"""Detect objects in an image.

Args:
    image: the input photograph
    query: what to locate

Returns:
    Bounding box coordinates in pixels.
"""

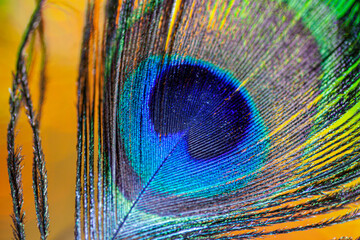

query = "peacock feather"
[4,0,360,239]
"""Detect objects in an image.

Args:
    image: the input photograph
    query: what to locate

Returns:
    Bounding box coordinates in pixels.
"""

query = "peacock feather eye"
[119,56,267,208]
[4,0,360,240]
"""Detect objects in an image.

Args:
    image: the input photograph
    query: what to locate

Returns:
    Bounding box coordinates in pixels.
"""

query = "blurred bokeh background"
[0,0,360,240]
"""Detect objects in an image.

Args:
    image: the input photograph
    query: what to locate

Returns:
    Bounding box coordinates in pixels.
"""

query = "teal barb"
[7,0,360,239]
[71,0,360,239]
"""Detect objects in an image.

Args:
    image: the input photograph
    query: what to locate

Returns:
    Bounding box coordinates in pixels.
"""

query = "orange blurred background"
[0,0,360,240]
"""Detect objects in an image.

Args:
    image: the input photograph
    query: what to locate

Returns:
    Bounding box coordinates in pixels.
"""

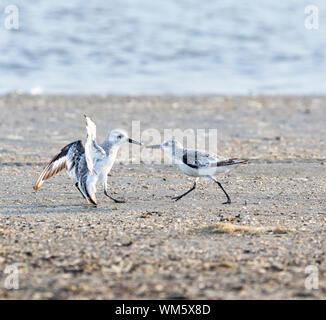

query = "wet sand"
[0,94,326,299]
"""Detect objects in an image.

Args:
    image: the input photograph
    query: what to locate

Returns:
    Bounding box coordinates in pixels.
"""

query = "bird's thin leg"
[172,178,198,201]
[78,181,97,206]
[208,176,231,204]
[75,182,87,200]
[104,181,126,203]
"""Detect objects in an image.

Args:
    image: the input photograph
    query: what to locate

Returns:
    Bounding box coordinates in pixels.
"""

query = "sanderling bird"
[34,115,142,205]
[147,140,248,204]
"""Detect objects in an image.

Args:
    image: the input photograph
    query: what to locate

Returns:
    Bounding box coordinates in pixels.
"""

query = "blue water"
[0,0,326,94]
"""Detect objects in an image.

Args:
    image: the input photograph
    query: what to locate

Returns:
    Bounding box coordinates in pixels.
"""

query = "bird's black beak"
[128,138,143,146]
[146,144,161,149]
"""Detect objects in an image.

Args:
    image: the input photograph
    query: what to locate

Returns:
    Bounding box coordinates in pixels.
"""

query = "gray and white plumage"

» Problem to work on
Retype the entire listing above character for character, omitting the pictures.

» Result below
"""Detect objects in an image.

Args:
    image: the input photograph
    query: what to locate

Returns:
    Bounding box coordinates in pixels.
"""


query = "peacock feather"
[4,0,360,239]
"""Detect objects in an image.

Args:
    image: the input photograph
    query: what to locate

Returns:
    Bounding box coordinates in pixels.
"""

query = "peacock feather eye"
[119,56,267,208]
[4,0,360,240]
"""Detect objects in an image.

Args:
    image: the input photograph
    query: what to locate

Returns:
    Bounding box coordinates in pixels.
"""

query = "blurred bokeh background"
[0,0,360,240]
"""Detect objects in an image.

Args:
    image: the input photograph
    query: what to locate

Returns:
    Bounding box coordinates in pixels.
"""

query = "teal barb"
[7,0,360,239]
[71,0,360,239]
"""Detect objects in an image.

Args:
    image: the input photograph
    query: what to locate

Returns:
    Bounding box coordinates in pixels.
"""

query = "orange blurred background"
[0,0,360,240]
"""Detect objects in an image.

Args:
    image: the input photograph
    query: what to locate

Returns:
    Bounding box coordinates in pixels.
"""


query = "wet sand"
[0,94,326,299]
"""Detect objects in an image.

Args:
    image: the input photograph
    query: what to locate

Returns:
    Bounding box coordinates in pixels.
"""

query = "bird's thin leg"
[172,178,198,201]
[78,181,97,206]
[208,176,231,204]
[75,182,87,200]
[104,181,126,203]
"""Detect objects in an image.

Args:
    image: the input photograph
    query: what to locate

Returns:
    Bounding box coordinates in pixels.
"""

query = "sanderling bird"
[34,115,142,205]
[147,140,248,204]
"""Detect objects in an image.

Args:
    image: the input photograph
    query: what to locate

Returns:
    Bounding box coordinates in pixels.
"""

query = "blue water"
[0,0,326,94]
"""Detect objects in an image.

Args:
    image: the input photograph
    query: what to locate

Returns:
    Bounding box coordinates in pixels.
"""

query = "bird's black beak"
[128,138,143,146]
[146,144,161,149]
"""Detect objects in an image.

Args:
    image: the input photograph
    query: what to locate

Returns:
    Bounding box coordinates in pixels.
"""

query = "gray and white plumage"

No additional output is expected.